**Record excerpts**
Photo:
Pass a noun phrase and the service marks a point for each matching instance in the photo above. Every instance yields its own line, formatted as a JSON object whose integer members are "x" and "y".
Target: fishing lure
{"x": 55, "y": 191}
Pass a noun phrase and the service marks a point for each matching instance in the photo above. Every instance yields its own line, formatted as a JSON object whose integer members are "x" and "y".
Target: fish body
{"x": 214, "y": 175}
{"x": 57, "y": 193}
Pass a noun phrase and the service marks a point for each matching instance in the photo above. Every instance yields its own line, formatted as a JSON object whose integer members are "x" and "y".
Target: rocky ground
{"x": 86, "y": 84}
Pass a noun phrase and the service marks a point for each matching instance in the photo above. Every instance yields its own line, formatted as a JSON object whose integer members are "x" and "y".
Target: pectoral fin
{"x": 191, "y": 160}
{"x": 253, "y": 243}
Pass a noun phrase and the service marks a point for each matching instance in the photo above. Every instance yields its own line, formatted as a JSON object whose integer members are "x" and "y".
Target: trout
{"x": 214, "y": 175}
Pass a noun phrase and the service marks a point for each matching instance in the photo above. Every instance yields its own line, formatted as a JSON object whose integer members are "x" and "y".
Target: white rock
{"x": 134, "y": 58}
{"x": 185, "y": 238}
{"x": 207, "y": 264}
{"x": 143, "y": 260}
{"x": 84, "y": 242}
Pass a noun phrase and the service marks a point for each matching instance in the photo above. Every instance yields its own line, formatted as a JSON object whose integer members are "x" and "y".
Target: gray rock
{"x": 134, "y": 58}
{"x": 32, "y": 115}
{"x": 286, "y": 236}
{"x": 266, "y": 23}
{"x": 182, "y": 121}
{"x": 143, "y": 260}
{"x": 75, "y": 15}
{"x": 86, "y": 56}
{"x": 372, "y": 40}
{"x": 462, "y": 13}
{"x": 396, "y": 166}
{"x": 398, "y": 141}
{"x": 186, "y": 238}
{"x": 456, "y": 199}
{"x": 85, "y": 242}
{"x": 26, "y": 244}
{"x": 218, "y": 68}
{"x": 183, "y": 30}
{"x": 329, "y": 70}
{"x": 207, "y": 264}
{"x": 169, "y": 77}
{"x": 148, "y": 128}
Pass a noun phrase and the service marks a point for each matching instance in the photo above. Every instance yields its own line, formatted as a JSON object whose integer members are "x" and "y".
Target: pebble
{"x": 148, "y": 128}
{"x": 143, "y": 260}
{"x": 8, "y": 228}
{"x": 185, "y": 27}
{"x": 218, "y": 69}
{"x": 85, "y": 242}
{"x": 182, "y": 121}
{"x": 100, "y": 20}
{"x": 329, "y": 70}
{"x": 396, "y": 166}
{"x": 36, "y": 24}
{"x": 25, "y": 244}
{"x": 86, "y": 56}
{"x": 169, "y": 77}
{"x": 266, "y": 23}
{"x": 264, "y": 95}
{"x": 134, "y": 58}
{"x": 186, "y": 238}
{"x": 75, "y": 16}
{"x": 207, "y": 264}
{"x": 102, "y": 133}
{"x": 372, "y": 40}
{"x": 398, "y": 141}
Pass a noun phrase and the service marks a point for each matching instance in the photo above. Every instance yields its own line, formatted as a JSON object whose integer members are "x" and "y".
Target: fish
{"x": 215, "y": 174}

**Goal**
Give every line of the material again, exactly as it reads.

**Expected output**
Photo:
Pass a noun phrase and the service marks a point for each matching instance in the photo above. Every instance yields its own line, formatted as a JSON object whose integer members are "x" and "y".
Target: fishing lure
{"x": 55, "y": 191}
Pass a noun phrase and the service marks a point for each matching instance in the photo above. Every instance yields its own line, formatted as a JSON object whose integer members are "x" and "y".
Target: fish body
{"x": 214, "y": 175}
{"x": 57, "y": 193}
Pass a noun phrase and the service marks a point for each matching instance in the photo above. Every instance yields its own line, formatted as a JSON object whose integer members are "x" and "y".
Target: rocky ground
{"x": 86, "y": 84}
Pass a noun phrase and the service marks a point for each matching instance in the photo above. Every instance yields its own line, formatted as a JSON object whose integer members are "x" and "y".
Target: pectoral fin
{"x": 191, "y": 160}
{"x": 253, "y": 243}
Pass a noun phrase and the service marks a point for each matching instance in the photo above. Every instance yields its own line, formatted as a JSON object whose integer members are "x" and "y".
Target: trout
{"x": 214, "y": 175}
Pass a noun phrase and the service marks a point for each matching instance in the photo above. Every instance yields its own line, formatted as a JSON object whose integer members are "x" and "y".
Target: white rock
{"x": 134, "y": 58}
{"x": 185, "y": 238}
{"x": 207, "y": 264}
{"x": 143, "y": 260}
{"x": 84, "y": 242}
Pass a noun phrase and the service marks a point for each matching instance in the photo above. Every instance yields its own line, formatted as a JSON object whose integer members are "x" and "y".
Target: gray rock
{"x": 134, "y": 58}
{"x": 32, "y": 115}
{"x": 286, "y": 236}
{"x": 266, "y": 23}
{"x": 182, "y": 121}
{"x": 143, "y": 260}
{"x": 75, "y": 15}
{"x": 86, "y": 56}
{"x": 372, "y": 40}
{"x": 462, "y": 13}
{"x": 396, "y": 166}
{"x": 398, "y": 141}
{"x": 186, "y": 238}
{"x": 456, "y": 199}
{"x": 85, "y": 242}
{"x": 26, "y": 244}
{"x": 218, "y": 68}
{"x": 183, "y": 30}
{"x": 329, "y": 70}
{"x": 207, "y": 264}
{"x": 169, "y": 77}
{"x": 148, "y": 128}
Pass a noun phrase and the service marks a point for each matching instance in the photo above. Every instance yields its own line, formatted as a JSON object whose integer members are "x" and "y".
Target: pebble
{"x": 148, "y": 128}
{"x": 143, "y": 260}
{"x": 8, "y": 228}
{"x": 185, "y": 27}
{"x": 218, "y": 69}
{"x": 85, "y": 242}
{"x": 182, "y": 121}
{"x": 100, "y": 20}
{"x": 329, "y": 70}
{"x": 396, "y": 166}
{"x": 36, "y": 24}
{"x": 25, "y": 244}
{"x": 86, "y": 56}
{"x": 169, "y": 77}
{"x": 266, "y": 23}
{"x": 264, "y": 95}
{"x": 134, "y": 58}
{"x": 186, "y": 238}
{"x": 75, "y": 16}
{"x": 207, "y": 264}
{"x": 102, "y": 133}
{"x": 372, "y": 40}
{"x": 398, "y": 141}
Pass a noun phrase and the service marks a point for each matching instance in the photo above. Every instance yields its own line, formatted as a JSON object whose integer members are "x" and "y".
Target: fish
{"x": 215, "y": 174}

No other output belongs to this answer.